-- Consigne A --
Répondez à ces questions d'après le texte sur la réforme de la santé :
(i) Quel secteur le cinquième axe vise-t-il à renforcer ?
(ii) Dans quel axe de la réforme entre la couverture territoriale des soins ?
(iii) Dans quelle loi passeront les dispositions urgentes en termes de couverture sanitaire ?
-- Consigne B --
Extrayez du texte sur la réforme de la santé, sans rien modifier, le passage qui va de « La couverture territoriale » jusqu'à « complémentaire de 2015. » inclus.

-- Texte fourni --
#####

Pour le cinquième axe, l'idée c'est de renforcer le secteur public de la santé qui est le pilier essentiel et le garant du système de santé, sans toutefois l'opposer au secteur privé. Il s'agit ici de trouver la bonne coordination entre les deux secteurs public et privé. Une réforme est déjà en cours d'étude pour renforcer ce secteur-là. Celle-ci concerne, entre autres, l'introduction des médecins de famille, la création de l'école de santé pour les gestionnaires des établissements de santé afin de pallier aux lacunes que vous avez constatées et la formation continue des cadres de santé et des médecins.

Que comptez-vous faire face aux problèmes des médecins spécialisés dans les régions ?
La couverture territoriale des soins rentre dans le deuxième axe de notre réforme. Mais, les Tunisiens n'attendront pas le temps de la réforme. C'est pour cela que nous avons pris des dispositions urgentes en termes de couverture sanitaire qui passeront dans la loi de finances complémentaire de 2015.

#####

-- Données --

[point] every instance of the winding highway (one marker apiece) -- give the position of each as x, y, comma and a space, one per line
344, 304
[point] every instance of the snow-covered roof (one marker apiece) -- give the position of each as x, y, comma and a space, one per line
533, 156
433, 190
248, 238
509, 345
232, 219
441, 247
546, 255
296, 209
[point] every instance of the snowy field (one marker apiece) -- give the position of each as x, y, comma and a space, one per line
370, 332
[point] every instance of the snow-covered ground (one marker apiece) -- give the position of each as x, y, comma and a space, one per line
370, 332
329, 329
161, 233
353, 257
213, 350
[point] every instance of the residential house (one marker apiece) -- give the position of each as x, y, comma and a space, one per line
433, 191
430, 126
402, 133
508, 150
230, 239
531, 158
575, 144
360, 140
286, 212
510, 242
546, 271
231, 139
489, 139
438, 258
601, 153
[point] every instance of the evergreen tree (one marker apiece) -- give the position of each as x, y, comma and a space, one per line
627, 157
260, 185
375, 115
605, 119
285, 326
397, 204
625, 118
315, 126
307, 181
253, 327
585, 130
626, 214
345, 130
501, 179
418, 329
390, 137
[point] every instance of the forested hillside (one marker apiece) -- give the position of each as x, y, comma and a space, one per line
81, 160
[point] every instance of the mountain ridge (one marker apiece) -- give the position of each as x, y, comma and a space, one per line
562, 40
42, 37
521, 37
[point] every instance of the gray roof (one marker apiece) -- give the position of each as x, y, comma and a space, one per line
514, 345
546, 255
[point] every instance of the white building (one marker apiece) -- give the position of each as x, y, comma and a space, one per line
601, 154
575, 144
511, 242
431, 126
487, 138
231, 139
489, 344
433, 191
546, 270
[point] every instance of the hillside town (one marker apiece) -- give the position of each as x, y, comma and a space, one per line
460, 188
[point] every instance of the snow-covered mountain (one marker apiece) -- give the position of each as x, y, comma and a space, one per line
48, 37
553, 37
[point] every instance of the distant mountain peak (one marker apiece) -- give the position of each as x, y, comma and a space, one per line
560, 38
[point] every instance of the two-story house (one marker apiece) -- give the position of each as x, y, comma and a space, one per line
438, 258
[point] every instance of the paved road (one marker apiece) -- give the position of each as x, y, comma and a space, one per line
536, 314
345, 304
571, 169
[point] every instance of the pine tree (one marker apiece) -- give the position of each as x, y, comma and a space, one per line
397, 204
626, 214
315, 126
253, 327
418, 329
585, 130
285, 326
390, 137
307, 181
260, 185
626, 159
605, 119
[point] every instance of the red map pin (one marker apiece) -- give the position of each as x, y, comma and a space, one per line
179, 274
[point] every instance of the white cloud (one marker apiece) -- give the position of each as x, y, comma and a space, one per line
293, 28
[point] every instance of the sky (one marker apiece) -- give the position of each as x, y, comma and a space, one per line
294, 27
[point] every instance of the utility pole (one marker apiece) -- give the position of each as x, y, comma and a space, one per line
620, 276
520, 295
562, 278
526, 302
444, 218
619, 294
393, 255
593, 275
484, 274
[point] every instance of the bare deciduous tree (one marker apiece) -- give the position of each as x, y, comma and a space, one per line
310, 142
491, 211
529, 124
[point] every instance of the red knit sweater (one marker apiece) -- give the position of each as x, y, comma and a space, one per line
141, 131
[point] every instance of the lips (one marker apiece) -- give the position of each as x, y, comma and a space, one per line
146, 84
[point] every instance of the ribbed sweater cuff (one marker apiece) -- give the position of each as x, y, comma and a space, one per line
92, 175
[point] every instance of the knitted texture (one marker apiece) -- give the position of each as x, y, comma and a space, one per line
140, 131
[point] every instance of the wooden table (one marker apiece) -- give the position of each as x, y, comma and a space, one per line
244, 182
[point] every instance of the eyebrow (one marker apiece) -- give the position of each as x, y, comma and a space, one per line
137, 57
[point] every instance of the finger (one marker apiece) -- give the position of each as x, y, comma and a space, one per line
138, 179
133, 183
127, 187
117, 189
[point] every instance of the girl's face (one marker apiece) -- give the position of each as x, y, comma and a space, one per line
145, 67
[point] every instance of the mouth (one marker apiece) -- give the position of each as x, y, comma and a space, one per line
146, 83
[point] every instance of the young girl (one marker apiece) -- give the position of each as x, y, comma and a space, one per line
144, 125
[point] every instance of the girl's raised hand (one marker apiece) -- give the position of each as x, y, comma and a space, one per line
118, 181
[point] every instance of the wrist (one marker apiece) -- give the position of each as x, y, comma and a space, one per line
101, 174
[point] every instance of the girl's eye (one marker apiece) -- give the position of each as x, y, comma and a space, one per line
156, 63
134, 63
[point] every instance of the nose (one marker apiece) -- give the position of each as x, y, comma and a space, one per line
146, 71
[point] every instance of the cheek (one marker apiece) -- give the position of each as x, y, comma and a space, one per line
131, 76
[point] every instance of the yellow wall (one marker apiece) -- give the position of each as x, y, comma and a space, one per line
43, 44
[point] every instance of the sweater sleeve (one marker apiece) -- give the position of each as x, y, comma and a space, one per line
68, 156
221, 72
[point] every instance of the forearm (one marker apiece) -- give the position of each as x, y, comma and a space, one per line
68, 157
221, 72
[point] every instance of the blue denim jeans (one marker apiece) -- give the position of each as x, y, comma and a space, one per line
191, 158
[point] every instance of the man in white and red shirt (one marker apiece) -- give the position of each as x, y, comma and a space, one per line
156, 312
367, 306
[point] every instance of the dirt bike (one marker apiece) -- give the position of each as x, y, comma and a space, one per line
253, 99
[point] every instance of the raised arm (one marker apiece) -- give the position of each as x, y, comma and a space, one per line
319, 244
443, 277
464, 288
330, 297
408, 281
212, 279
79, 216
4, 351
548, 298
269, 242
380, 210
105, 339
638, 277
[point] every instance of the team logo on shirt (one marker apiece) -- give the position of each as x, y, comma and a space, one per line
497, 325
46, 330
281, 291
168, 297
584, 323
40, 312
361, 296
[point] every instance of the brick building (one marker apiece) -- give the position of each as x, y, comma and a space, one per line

#####

-- Réponse A --
(i) Le secteur public de la santé.
(ii) Le deuxième axe.
(iii) La loi de finances complémentaire de 2015.

-- Réponse B --
La couverture territoriale des soins rentre dans le deuxième axe de notre réforme. Mais, les Tunisiens n'attendront pas le temps de la réforme. C'est pour cela que nous avons pris des dispositions urgentes en termes de couverture sanitaire qui passeront dans la loi de finances complémentaire de 2015.